%%
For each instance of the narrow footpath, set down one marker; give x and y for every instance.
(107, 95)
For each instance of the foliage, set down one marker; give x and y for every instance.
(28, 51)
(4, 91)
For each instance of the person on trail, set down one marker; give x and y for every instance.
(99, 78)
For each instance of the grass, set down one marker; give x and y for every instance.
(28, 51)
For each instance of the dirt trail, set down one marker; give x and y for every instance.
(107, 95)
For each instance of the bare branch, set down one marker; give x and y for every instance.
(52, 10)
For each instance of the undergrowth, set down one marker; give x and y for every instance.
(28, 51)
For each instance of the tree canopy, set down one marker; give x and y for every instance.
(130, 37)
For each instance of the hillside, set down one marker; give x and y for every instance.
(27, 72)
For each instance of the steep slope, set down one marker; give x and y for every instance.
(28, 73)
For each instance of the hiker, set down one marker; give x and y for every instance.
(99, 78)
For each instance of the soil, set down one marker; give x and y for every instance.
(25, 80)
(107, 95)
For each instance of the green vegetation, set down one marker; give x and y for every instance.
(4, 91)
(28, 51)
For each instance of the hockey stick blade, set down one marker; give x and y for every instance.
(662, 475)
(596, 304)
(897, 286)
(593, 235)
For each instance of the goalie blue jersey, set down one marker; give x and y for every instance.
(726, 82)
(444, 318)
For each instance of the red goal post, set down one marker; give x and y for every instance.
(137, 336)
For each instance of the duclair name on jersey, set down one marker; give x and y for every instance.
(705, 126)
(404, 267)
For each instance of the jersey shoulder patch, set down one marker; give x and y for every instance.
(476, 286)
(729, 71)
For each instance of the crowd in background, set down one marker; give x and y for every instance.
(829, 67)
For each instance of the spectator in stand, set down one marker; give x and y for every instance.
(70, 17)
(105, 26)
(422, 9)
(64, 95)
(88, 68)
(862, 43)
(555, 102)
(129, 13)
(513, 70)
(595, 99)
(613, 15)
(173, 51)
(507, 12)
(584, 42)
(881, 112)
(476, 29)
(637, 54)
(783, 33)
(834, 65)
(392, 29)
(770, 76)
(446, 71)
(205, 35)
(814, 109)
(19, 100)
%%
__Objective__:
Render every line of the entries above as a Markdown table with two columns, Row for the row number and Line for the line itself, and omit any blank lines.

__Response below__:
| Row | Line |
|---|---|
| 1 | For each instance of the narrow footpath, set down one marker; give x and y for every instance. |
| 2 | (107, 95) |
| 3 | For each instance of the foliage, set down one marker; give x and y for every instance. |
| 4 | (28, 51) |
| 5 | (4, 91) |
| 6 | For each instance of the person on trail, set down one marker; give x and y for every instance. |
| 7 | (99, 78) |
| 8 | For each instance of the grass, set down one marker; give x and y for every instance. |
| 9 | (28, 51) |
| 10 | For each instance of the dirt trail, set down one marker; give x and y for every instance. |
| 11 | (107, 95) |
| 12 | For each instance of the bare branch, set down one marker; give x and y for every instance. |
| 13 | (52, 10) |
| 14 | For each instance of the undergrowth, set down one marker; give x and y for every instance. |
| 15 | (28, 51) |
| 16 | For each instance of the tree canopy, set down one marker; give x and y for every instance. |
| 17 | (130, 37) |
| 18 | For each instance of the hillside, set down one marker; give x and y for every instance. |
| 19 | (27, 72) |
| 20 | For each instance of the steep slope, set down one marker; give x and y for every instance. |
| 21 | (28, 73) |
| 22 | For each instance of the hiker, set down one marker; give x and y for every instance. |
| 23 | (99, 78) |
| 24 | For each instance of the soil, set down one marker; give x and y for every instance. |
| 25 | (25, 80) |
| 26 | (107, 95) |
| 27 | For each instance of the green vegetation, set down one marker; give x and y for every instance. |
| 28 | (4, 91) |
| 29 | (28, 51) |
| 30 | For each instance of the hockey stick blade, set down one marker; give x and y for every instance. |
| 31 | (662, 475) |
| 32 | (596, 304) |
| 33 | (897, 286) |
| 34 | (593, 235) |
| 35 | For each instance of the goalie blue jersey, set down one marker; give x and y for every instance. |
| 36 | (726, 82) |
| 37 | (444, 318) |
| 38 | For each instance of the red goal post, set down one marker; give x and y for every instance. |
| 39 | (137, 336) |
| 40 | For each instance of the duclair name on jersey, set down one marker; give x and y for every instance. |
| 41 | (705, 126) |
| 42 | (404, 267) |
| 43 | For each instance of the jersey shoulder patch, set down one marker; give x and y for every instance. |
| 44 | (476, 286) |
| 45 | (729, 71) |
| 46 | For each instance of the crowd in background, set down one marker; give x and y for every instance. |
| 47 | (829, 67) |
| 48 | For each instance of the spectator in stand, set down one marker; give x and y for every instance. |
| 49 | (70, 17) |
| 50 | (105, 26) |
| 51 | (422, 9) |
| 52 | (64, 95) |
| 53 | (88, 68) |
| 54 | (862, 43) |
| 55 | (555, 102) |
| 56 | (129, 13) |
| 57 | (513, 70) |
| 58 | (595, 99) |
| 59 | (613, 15) |
| 60 | (173, 51) |
| 61 | (507, 12) |
| 62 | (584, 42) |
| 63 | (881, 112) |
| 64 | (476, 29) |
| 65 | (637, 54) |
| 66 | (783, 33) |
| 67 | (834, 65) |
| 68 | (392, 29) |
| 69 | (770, 76) |
| 70 | (446, 71) |
| 71 | (205, 35) |
| 72 | (814, 109) |
| 73 | (19, 100) |